* _Problem requirements_: Identify each line in the material below that contains the word "rusty", treating uppercase and lowercase letters as distinct, and copy every such line in full.

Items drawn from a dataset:
________________
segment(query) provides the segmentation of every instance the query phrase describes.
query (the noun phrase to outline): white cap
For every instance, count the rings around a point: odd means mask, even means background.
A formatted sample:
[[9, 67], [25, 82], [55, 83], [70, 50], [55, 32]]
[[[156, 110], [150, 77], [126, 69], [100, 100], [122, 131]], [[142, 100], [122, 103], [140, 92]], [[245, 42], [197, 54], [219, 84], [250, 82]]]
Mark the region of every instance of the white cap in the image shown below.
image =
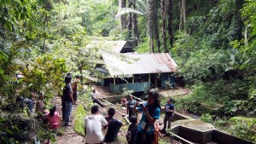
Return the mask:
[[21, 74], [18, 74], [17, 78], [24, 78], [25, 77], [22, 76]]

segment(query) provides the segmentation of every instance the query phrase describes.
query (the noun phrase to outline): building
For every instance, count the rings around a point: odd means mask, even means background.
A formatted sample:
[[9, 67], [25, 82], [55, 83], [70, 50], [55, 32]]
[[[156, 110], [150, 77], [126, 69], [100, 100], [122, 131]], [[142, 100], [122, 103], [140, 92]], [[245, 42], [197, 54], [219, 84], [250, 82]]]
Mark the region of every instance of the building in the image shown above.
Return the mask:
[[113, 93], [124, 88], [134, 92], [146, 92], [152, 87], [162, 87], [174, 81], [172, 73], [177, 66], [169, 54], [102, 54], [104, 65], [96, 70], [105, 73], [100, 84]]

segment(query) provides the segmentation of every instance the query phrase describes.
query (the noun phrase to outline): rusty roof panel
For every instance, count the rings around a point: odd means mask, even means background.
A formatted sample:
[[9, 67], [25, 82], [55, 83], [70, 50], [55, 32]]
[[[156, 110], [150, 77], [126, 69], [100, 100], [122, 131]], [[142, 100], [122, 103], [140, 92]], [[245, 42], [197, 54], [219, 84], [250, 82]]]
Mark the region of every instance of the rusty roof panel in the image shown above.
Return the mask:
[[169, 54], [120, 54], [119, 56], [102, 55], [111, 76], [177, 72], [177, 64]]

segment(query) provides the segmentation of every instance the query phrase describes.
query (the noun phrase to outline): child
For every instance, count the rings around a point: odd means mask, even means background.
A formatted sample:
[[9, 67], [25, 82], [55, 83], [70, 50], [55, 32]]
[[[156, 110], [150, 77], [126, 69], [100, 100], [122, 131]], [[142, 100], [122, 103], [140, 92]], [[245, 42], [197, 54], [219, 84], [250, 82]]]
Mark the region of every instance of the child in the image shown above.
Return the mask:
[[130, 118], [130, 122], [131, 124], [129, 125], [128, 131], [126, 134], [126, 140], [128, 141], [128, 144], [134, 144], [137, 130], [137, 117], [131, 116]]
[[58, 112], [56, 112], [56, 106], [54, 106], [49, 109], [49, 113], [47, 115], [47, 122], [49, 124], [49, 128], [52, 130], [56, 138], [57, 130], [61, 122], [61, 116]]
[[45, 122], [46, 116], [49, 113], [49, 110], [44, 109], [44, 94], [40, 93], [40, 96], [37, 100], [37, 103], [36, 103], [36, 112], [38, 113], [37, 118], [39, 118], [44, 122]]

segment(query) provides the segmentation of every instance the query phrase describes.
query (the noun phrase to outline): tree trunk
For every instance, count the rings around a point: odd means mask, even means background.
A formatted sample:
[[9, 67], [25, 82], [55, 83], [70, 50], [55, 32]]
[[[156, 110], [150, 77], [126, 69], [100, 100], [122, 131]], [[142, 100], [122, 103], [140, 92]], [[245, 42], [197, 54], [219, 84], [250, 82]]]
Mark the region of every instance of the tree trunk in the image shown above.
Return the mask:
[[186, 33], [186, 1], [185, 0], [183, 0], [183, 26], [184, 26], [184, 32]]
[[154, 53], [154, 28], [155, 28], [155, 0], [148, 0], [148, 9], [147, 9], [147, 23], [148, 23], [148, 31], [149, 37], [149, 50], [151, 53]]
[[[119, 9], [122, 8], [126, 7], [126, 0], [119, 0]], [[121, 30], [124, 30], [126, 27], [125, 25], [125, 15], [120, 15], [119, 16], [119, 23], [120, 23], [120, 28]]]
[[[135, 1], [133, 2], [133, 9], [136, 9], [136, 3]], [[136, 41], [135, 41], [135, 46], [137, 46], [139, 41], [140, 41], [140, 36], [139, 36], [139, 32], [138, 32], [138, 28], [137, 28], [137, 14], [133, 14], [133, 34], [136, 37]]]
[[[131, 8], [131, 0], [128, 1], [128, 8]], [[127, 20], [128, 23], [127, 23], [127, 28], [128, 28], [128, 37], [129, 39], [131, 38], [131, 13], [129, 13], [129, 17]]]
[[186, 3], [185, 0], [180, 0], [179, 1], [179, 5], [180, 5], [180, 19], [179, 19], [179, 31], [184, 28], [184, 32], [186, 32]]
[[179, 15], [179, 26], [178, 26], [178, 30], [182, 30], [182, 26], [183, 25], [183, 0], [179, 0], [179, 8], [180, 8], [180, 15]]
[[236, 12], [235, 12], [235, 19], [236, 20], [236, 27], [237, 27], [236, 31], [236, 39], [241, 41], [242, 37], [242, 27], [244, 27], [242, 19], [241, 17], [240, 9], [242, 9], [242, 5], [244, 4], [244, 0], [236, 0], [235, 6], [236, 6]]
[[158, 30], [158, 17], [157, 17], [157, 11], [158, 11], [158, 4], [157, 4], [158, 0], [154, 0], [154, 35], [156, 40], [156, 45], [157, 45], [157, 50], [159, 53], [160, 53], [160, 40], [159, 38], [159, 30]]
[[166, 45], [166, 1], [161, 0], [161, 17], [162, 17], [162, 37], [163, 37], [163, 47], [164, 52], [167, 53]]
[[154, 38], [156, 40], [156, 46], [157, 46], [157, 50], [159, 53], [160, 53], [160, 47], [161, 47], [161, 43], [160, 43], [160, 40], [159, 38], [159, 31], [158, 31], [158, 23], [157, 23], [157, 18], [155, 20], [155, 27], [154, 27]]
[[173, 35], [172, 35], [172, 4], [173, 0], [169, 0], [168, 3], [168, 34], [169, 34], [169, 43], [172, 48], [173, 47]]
________________
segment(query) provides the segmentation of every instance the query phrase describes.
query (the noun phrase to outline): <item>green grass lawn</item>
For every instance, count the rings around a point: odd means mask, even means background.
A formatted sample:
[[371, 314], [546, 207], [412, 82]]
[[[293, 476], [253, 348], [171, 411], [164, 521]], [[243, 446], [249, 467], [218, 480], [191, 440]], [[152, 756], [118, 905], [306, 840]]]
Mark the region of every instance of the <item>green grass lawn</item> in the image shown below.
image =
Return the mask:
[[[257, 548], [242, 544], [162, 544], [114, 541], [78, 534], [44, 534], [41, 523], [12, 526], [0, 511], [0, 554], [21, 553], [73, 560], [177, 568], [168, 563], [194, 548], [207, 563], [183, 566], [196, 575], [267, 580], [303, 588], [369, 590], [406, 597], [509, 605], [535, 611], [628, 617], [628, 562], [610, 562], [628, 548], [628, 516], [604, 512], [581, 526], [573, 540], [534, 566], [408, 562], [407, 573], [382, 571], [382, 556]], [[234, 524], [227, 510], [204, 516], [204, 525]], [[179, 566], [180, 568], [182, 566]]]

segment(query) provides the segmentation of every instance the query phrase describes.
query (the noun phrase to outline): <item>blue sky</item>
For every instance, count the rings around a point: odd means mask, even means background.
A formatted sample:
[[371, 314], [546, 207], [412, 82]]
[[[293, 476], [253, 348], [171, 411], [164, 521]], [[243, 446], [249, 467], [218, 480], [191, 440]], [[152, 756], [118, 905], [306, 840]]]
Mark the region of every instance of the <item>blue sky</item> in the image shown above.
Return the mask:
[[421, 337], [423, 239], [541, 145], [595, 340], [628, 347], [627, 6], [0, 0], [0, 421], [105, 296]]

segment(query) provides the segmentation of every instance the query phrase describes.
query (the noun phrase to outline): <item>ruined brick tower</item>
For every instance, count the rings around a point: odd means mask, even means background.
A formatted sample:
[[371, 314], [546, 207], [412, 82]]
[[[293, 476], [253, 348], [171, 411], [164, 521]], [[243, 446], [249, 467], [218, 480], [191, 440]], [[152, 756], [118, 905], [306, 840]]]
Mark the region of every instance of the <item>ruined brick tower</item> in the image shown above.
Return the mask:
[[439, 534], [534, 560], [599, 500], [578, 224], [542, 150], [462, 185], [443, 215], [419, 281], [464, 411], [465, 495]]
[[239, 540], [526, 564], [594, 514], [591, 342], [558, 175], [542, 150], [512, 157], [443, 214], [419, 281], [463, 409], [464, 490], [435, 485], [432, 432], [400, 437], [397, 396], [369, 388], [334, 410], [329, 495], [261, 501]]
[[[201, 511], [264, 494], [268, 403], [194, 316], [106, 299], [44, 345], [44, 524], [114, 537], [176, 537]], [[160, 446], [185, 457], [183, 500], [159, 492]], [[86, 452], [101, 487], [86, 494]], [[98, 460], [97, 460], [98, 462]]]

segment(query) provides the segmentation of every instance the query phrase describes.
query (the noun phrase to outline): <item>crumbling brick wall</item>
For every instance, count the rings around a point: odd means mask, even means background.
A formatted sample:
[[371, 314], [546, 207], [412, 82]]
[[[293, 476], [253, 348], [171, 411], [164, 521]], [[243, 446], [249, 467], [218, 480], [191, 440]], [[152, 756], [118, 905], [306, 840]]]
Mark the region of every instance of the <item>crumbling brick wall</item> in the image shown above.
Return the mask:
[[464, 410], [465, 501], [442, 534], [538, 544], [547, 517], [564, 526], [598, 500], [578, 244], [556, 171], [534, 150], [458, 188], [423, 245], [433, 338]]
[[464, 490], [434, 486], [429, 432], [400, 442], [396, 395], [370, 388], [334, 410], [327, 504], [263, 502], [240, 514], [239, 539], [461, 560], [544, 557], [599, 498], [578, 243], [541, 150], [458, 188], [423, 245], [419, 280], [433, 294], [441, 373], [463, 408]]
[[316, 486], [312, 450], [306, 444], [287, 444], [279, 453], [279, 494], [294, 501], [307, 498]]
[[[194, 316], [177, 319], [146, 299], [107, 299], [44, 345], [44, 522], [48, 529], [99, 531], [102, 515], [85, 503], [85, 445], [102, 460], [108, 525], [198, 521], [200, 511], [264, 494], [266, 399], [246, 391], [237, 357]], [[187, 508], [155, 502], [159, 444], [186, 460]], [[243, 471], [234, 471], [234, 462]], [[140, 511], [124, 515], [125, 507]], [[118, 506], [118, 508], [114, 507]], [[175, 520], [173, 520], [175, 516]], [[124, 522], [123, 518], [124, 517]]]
________________
* _Written response_:
query (the noun phrase to outline): rusty roof panel
Mark the region of every instance of the rusty roof panel in the image shown above.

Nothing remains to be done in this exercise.